— Start Records for this task —

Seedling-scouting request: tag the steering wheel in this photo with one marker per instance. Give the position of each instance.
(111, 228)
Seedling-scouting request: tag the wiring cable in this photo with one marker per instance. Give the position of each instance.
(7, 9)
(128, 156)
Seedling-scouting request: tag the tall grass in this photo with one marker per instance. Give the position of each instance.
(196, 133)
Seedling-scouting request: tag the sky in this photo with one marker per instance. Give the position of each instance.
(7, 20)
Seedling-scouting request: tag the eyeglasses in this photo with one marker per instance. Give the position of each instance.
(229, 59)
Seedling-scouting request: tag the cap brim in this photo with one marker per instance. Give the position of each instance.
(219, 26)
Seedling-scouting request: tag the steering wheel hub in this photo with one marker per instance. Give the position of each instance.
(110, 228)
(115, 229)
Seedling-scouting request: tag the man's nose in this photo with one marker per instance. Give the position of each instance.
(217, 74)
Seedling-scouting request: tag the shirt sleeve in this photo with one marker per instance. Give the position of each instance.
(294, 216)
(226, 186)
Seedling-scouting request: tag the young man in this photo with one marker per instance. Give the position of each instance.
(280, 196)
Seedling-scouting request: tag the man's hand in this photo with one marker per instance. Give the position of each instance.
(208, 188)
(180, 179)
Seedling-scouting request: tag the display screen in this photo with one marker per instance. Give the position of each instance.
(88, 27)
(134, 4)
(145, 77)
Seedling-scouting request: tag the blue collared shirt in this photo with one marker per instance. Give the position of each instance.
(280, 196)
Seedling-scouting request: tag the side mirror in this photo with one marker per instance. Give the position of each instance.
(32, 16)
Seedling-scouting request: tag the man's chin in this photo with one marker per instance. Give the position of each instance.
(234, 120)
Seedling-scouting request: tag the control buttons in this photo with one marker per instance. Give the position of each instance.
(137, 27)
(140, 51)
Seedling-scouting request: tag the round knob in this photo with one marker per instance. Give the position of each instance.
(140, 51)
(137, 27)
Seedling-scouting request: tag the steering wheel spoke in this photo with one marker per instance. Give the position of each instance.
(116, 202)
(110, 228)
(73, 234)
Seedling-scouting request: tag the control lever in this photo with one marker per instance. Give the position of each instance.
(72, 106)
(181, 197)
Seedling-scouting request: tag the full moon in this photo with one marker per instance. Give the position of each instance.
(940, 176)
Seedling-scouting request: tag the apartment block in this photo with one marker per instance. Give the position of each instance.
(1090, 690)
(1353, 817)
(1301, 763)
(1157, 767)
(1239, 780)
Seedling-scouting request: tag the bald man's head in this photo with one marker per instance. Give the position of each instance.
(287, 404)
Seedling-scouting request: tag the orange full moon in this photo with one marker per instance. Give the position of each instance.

— End Records for this task —

Stated problem: Repeat the data verbatim.

Answer below:
Seedling-scouting request: tag the steering wheel in this photo with one marker per instance. Give the position of each instance.
(111, 228)
Seedling-scouting request: tag the wiring cable in this photo with one marker per instance. Give the position of each instance.
(7, 9)
(128, 156)
Seedling-scouting request: tag the tall grass in this photo with one marker per instance. Give the position of each instance.
(196, 133)
Seedling-scouting request: tag the sky in this photo with one marker per instance. Give the position of each instance.
(7, 20)
Seedling-scouting request: tag the eyeglasses in this photo with one marker per instance. Give the position of each instance.
(229, 59)
Seedling-scouting request: tag the cap brim in this photo with one marker per instance. Give the position of each instance.
(219, 26)
Seedling-scouting request: tag the steering wheel hub in this photo with one marker per instance. Give the position of each instance.
(110, 228)
(115, 229)
Seedling-scouting request: tag the man's nose in this photo with one marker per instance. Give the position of each instance.
(217, 74)
Seedling-scouting request: tag the shirt sleeve in this photo with one marker per instance. Give the position of each instance.
(294, 216)
(226, 186)
Seedling-scouting request: tag the young man in this photo with one marker per instance. Give the position of each instance.
(280, 196)
Seedling-scouting request: tag the man's hand in this photo with one marker per instance. Give the position of each instance.
(208, 188)
(180, 179)
Seedling-scouting request: tag the display screen in this photo with one marker per instance. Give the position of each instance.
(88, 27)
(134, 4)
(145, 77)
Seedling-scouting request: tag the blue collared shirt in this photo with one marker per instance. Give the position of each instance.
(280, 196)
Seedling-scouting request: tag the side mirror in this photo with one marker per instance. Give the position of each instance.
(32, 16)
Seedling-scouting request: tag the man's chin in this photo with one marker per instance. Give the position of each instance.
(234, 120)
Seedling-scouting request: tag the control buttons in this photo with one marker per instance. Give the position of each instance.
(137, 27)
(140, 51)
Seedling-scouting request: tag the round knob in this photo with one marker per instance. Give the position of each instance.
(140, 51)
(137, 27)
Seedling-scouting request: tag the steering wheel spoke in this photo with one marker per instance. Give the position of each instance.
(116, 202)
(110, 228)
(73, 234)
Seedling-scouting request: tag the control lever in this photo with one marker per instance. Give the position of each instance.
(72, 106)
(181, 197)
Seedling-scouting request: tag the full moon in this photo with one marker per instance. Give the position of each instance.
(940, 176)
Seedling-scouting request: tag the apartment block in this photo with one marker per instance. Give the position of each instance.
(1090, 690)
(1353, 817)
(1301, 763)
(1157, 767)
(1239, 780)
Seedling-scouting request: tag the bald man's head in this photo with one marker per instance. Give the position of each instance.
(287, 404)
Seedling-scouting request: tag the orange full moon in this photo with one marker per instance. Give the position of each instance.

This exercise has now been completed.